DIRECTIONS —
Copy the listing from its first line through the line containing "[[[55,160],[60,146],[0,125],[0,160]]]", putting "lake" in place of "water" and leaving everything else as it is.
============
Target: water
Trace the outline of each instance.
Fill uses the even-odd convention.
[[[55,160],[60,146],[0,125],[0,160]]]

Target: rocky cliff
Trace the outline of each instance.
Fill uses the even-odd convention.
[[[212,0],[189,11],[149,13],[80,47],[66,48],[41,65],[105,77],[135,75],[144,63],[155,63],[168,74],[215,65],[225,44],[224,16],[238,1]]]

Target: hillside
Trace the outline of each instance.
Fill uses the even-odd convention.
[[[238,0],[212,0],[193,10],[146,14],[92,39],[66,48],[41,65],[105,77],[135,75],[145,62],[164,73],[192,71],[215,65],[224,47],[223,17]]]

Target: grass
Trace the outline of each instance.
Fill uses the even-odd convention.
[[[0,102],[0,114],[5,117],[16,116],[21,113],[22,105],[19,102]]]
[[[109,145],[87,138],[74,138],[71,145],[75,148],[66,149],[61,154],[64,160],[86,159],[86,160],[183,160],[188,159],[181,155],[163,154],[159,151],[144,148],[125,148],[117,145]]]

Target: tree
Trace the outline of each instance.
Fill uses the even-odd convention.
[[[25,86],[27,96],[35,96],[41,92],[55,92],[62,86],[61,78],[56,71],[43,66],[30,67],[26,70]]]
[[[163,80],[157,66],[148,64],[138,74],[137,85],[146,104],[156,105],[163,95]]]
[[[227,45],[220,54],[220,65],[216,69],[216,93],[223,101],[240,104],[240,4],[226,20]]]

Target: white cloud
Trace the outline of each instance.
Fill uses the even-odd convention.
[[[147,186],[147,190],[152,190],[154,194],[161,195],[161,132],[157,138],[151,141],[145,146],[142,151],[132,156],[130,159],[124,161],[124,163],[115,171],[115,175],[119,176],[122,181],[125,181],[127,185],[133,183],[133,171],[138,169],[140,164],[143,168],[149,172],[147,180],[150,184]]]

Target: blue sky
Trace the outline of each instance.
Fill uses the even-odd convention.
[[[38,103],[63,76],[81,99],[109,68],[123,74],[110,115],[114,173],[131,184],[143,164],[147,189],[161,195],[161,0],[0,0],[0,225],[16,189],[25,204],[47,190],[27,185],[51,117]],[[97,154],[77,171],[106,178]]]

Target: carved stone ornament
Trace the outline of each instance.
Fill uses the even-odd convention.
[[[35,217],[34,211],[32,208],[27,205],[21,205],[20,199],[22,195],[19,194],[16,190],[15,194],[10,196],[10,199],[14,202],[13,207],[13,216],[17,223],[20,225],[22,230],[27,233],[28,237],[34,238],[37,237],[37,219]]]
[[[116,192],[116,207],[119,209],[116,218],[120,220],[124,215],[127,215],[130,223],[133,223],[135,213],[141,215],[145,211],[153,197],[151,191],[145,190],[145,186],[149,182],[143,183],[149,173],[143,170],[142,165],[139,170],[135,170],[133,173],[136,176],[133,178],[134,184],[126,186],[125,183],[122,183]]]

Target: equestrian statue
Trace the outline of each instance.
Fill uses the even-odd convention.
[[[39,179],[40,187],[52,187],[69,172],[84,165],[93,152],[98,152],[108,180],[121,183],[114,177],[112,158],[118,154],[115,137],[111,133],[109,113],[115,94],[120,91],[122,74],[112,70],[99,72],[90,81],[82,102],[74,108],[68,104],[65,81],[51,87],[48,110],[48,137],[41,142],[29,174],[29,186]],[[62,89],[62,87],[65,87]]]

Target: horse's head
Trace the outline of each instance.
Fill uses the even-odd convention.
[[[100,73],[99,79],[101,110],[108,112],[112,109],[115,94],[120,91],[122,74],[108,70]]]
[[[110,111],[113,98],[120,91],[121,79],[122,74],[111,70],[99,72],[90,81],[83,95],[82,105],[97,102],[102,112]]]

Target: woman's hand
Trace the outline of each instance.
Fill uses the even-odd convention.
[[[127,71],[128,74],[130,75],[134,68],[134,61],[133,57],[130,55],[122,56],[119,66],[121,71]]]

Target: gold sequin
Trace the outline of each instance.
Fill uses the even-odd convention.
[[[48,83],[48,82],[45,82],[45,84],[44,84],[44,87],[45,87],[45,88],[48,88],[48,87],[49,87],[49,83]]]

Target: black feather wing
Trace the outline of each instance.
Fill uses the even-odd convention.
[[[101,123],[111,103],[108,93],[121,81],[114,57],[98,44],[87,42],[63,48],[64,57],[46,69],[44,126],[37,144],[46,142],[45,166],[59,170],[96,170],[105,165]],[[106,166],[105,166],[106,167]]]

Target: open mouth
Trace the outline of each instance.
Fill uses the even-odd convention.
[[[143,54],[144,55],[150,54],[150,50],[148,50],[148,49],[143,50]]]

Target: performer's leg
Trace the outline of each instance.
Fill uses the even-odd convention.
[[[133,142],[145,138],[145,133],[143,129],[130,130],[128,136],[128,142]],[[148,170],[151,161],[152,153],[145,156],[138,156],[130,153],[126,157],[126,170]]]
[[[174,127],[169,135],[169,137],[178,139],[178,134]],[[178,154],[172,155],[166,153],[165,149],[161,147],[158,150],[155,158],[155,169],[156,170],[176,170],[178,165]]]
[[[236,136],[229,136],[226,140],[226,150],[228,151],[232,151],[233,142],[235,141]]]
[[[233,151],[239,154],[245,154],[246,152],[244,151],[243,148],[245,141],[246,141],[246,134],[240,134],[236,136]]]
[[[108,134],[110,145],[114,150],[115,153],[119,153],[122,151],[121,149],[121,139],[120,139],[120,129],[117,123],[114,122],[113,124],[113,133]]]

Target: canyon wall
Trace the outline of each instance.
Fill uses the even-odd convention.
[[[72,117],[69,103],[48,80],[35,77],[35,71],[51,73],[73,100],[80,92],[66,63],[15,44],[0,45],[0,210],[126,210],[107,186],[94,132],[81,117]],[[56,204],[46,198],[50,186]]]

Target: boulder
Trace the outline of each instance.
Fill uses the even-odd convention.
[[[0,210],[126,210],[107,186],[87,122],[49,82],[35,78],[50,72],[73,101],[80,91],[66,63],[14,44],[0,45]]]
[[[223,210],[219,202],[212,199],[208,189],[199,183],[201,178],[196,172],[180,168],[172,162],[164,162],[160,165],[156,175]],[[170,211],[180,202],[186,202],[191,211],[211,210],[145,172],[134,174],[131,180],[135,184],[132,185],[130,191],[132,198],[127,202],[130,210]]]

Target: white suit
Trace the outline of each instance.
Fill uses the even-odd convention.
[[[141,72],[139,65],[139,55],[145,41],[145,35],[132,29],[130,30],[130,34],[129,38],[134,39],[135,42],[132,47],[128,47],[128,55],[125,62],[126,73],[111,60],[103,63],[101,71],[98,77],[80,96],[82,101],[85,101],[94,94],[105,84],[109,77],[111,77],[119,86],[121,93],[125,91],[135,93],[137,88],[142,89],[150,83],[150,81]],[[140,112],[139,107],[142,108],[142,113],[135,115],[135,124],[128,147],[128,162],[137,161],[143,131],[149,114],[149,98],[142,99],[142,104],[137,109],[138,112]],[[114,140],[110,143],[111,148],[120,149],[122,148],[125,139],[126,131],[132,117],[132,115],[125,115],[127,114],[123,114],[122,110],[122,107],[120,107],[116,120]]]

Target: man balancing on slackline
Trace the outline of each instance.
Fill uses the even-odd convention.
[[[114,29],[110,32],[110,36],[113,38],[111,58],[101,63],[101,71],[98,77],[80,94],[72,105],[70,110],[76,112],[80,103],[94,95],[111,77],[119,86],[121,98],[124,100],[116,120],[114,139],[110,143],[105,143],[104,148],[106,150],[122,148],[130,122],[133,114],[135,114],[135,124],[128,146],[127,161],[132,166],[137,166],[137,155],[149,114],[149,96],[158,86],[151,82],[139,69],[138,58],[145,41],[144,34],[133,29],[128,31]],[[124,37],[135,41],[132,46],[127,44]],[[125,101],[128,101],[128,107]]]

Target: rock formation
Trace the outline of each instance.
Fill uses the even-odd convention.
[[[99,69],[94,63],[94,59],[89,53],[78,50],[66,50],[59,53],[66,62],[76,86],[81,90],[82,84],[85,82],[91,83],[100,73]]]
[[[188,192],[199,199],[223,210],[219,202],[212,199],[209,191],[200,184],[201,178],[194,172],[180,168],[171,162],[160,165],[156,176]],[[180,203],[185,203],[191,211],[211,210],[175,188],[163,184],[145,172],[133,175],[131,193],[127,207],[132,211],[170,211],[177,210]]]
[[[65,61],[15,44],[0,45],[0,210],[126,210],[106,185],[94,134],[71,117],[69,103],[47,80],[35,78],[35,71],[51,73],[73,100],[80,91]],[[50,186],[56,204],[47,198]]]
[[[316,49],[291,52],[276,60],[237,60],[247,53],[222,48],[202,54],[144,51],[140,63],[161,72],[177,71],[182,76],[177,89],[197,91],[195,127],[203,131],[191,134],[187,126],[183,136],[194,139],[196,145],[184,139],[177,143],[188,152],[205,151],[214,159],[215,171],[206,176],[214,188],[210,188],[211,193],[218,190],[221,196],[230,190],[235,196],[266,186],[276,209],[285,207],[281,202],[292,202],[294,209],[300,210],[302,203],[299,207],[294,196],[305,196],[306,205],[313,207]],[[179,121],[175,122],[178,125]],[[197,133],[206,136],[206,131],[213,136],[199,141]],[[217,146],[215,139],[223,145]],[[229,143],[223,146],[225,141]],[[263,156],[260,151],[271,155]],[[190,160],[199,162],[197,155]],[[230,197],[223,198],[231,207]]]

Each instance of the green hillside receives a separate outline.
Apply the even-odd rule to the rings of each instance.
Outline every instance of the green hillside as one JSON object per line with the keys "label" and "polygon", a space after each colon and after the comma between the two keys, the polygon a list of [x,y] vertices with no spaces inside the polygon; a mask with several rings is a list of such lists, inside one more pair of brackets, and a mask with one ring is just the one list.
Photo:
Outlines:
============
COMPLETED EXERCISE —
Target: lake
Trace the outline of each instance.
Fill uses the even-odd convention.
[[[55,160],[60,146],[0,125],[0,160]]]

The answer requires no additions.